— EXERCISE GOAL —
Filter the material below, keeping only the lines that contain the word "frame". Treat uppercase and lowercase as different.

— EXTRACTED MATERIAL —
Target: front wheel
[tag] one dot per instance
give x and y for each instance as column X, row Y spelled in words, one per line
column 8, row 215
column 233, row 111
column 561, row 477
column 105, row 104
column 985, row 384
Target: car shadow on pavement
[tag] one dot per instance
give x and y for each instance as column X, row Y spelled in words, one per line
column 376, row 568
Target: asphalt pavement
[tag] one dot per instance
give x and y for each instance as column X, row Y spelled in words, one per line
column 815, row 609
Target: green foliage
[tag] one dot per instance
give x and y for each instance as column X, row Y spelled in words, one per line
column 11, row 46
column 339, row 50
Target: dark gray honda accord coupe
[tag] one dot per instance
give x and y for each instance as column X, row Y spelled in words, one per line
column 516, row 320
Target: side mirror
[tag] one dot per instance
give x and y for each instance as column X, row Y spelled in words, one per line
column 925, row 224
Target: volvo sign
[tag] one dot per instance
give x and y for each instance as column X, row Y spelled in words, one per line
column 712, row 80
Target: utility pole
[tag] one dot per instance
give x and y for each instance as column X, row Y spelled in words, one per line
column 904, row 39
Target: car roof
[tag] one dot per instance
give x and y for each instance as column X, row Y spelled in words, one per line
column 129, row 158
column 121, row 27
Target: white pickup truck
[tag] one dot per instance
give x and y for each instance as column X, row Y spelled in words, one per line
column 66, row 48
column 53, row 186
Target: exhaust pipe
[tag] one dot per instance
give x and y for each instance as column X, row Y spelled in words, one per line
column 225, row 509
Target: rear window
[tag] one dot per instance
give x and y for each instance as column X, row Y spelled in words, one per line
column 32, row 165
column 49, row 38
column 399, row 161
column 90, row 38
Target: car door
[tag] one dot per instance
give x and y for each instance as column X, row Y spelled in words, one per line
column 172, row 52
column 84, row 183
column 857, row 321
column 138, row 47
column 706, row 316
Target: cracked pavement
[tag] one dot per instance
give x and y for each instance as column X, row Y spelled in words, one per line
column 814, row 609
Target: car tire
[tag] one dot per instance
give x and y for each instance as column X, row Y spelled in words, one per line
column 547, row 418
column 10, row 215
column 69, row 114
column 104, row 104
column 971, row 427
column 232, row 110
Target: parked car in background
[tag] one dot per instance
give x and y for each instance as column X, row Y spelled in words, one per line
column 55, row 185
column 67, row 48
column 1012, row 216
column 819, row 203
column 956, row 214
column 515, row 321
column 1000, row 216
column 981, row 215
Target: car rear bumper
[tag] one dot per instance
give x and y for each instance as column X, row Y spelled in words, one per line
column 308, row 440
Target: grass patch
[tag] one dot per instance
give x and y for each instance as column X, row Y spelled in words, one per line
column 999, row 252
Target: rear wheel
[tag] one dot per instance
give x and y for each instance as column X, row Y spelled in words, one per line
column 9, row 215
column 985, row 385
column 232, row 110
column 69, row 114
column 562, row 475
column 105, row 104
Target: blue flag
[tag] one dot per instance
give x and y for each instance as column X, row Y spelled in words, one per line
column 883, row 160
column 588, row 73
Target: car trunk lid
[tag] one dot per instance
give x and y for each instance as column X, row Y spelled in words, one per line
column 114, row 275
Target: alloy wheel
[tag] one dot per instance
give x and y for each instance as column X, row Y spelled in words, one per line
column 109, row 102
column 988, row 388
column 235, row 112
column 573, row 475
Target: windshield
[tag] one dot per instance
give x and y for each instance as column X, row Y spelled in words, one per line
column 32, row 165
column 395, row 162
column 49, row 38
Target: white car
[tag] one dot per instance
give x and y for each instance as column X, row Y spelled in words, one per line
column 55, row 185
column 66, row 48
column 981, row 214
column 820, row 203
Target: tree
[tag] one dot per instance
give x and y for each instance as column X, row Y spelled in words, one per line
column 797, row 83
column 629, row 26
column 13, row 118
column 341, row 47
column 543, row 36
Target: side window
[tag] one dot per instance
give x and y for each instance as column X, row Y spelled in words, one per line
==
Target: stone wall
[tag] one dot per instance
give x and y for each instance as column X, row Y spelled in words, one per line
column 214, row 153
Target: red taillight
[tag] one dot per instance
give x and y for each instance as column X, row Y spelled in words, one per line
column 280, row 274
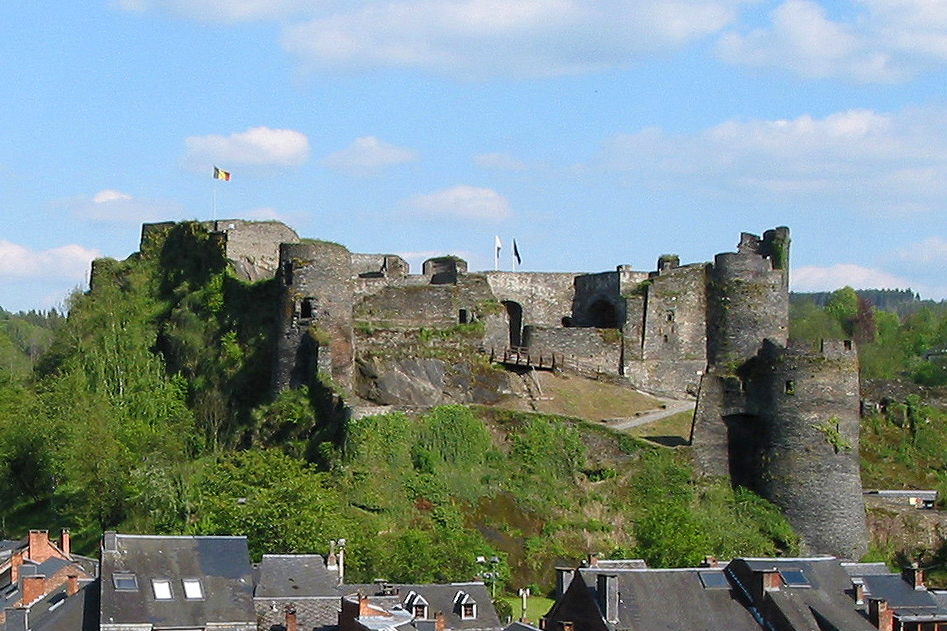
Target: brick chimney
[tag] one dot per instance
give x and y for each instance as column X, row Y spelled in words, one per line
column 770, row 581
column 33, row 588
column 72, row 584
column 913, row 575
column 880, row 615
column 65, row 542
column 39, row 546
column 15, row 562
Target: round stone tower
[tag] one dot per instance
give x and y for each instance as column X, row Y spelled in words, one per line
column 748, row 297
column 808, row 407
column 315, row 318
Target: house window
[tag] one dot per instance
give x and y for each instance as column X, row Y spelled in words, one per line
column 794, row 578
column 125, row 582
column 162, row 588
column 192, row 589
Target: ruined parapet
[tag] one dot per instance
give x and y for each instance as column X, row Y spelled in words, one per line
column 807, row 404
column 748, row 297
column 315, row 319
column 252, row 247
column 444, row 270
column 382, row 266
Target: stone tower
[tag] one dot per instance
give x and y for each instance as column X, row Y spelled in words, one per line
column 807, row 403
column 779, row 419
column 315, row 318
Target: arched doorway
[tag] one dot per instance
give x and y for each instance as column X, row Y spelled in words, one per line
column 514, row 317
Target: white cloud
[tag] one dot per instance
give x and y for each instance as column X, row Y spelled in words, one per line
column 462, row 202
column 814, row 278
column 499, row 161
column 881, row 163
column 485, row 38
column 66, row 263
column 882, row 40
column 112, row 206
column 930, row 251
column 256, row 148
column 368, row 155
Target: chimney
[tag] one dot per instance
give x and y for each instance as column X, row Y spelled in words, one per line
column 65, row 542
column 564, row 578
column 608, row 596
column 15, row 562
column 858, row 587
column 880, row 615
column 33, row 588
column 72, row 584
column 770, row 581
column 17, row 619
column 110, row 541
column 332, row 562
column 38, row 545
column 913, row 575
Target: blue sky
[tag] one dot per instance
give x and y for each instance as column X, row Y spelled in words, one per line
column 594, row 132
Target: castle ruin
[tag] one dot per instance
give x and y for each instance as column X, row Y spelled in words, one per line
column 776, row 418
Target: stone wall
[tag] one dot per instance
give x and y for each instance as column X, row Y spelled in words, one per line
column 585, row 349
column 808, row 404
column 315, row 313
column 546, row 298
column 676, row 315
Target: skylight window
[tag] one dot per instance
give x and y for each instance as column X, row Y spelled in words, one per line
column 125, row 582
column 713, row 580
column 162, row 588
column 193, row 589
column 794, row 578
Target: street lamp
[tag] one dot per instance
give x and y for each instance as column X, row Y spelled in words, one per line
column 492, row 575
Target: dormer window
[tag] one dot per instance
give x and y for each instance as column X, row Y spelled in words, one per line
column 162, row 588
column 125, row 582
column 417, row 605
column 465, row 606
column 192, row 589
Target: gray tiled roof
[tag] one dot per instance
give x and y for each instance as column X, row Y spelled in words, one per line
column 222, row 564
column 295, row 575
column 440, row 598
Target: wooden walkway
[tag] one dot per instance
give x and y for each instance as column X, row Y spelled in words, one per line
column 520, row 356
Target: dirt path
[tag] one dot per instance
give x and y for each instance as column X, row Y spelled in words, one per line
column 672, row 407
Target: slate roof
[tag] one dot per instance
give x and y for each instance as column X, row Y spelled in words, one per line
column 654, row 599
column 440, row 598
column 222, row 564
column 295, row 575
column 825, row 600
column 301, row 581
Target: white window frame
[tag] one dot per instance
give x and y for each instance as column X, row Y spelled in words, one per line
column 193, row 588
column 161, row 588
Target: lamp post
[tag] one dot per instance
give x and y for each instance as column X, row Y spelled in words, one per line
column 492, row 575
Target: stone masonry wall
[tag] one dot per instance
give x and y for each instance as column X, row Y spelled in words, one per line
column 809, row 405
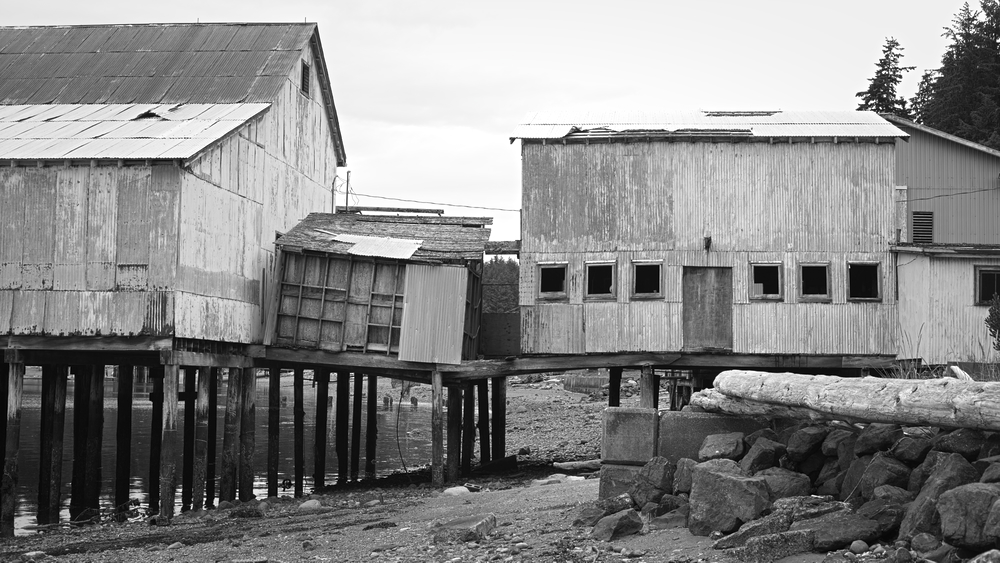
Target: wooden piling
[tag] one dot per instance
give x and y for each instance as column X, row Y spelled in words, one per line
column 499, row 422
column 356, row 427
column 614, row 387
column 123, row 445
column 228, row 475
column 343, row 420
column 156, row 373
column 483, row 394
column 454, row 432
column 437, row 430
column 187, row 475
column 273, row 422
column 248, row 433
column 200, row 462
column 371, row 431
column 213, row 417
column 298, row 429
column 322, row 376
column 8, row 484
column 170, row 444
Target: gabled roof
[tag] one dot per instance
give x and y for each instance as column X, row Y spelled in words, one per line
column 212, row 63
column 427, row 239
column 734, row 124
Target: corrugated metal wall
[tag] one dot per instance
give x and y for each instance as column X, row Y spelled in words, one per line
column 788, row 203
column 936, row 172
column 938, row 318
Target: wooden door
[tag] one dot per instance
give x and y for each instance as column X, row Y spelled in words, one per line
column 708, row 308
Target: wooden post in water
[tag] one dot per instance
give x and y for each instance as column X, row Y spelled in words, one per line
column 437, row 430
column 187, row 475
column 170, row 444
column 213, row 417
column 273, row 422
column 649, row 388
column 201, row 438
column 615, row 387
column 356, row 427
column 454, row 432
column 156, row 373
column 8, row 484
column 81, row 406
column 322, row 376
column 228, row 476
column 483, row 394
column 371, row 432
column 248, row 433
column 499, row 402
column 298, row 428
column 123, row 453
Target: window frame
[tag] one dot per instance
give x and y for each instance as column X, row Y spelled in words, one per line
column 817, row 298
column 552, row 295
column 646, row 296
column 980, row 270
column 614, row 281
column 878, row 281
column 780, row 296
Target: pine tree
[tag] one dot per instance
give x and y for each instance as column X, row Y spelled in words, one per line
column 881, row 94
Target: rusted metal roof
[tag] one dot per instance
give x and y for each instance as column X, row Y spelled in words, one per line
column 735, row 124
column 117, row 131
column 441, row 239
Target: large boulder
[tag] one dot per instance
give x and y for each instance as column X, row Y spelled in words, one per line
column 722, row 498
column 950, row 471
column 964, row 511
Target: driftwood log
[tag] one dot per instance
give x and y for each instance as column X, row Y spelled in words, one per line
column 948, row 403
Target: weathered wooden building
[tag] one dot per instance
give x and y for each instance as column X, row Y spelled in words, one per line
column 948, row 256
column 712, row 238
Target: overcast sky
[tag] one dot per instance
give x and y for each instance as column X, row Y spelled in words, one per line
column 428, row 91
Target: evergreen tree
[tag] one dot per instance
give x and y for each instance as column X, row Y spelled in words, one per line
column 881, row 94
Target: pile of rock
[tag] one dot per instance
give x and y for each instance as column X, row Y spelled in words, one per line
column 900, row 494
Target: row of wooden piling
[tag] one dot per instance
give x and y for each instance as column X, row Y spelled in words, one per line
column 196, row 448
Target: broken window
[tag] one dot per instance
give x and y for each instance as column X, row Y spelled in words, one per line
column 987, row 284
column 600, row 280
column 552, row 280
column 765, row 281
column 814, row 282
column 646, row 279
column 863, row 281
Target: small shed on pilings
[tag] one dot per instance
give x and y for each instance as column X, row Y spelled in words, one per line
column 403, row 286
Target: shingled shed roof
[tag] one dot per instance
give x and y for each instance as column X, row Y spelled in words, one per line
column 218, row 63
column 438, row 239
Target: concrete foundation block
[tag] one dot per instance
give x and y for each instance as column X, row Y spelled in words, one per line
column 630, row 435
---
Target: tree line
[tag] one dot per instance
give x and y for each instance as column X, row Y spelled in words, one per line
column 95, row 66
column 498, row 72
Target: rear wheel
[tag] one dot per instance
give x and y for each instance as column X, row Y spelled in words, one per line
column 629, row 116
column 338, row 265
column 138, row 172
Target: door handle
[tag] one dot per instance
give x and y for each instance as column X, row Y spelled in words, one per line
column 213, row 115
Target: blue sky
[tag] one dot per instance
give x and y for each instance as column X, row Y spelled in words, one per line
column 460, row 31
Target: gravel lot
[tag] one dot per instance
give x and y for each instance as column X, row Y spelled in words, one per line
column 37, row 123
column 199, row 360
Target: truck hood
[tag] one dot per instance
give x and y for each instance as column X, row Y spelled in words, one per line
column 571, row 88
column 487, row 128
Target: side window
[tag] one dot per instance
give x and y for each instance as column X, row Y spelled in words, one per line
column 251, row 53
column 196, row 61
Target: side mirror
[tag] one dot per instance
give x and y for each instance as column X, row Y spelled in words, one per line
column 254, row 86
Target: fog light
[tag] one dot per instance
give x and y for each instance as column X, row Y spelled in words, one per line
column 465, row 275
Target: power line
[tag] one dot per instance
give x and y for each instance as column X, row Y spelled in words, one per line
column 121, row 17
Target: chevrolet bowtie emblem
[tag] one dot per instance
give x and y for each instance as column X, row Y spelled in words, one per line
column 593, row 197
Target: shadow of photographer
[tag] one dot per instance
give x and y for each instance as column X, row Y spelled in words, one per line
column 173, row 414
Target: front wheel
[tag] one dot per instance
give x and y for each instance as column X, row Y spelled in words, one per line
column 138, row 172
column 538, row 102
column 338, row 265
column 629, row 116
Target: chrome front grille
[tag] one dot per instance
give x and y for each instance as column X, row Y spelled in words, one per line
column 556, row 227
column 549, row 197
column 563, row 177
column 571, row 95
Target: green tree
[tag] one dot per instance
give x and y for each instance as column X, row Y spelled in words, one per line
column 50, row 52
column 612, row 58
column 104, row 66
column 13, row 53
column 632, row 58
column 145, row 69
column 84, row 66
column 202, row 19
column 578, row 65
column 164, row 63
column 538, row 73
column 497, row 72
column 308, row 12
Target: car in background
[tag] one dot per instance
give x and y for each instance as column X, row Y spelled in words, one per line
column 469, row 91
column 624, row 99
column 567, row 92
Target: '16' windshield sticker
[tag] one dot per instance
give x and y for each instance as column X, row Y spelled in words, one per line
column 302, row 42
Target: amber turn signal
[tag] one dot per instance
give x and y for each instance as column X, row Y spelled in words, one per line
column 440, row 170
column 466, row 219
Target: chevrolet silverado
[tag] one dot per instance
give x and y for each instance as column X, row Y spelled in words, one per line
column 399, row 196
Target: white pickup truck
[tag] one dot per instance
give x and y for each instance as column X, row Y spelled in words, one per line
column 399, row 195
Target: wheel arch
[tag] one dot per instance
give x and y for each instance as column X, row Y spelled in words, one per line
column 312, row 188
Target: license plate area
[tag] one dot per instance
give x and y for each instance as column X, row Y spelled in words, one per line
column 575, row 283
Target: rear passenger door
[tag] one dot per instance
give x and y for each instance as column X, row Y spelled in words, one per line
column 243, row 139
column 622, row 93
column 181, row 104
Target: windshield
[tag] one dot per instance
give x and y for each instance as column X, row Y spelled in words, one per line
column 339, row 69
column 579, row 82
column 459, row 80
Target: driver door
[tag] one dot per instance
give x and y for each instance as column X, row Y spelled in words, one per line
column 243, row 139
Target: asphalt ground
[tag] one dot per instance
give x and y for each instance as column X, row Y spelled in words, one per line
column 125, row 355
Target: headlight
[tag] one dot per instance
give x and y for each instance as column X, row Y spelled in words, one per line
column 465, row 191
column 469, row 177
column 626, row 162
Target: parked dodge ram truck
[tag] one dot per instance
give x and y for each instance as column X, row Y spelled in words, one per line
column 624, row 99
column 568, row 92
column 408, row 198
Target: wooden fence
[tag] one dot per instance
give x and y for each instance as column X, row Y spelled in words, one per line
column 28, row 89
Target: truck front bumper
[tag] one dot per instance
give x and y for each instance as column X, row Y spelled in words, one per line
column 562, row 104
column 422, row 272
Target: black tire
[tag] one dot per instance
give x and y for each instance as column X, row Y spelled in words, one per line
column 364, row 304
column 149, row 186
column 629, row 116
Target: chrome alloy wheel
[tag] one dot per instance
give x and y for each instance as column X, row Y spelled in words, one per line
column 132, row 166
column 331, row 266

— SOLUTION TO THIS TASK —
Target: white window frame
Target: window frame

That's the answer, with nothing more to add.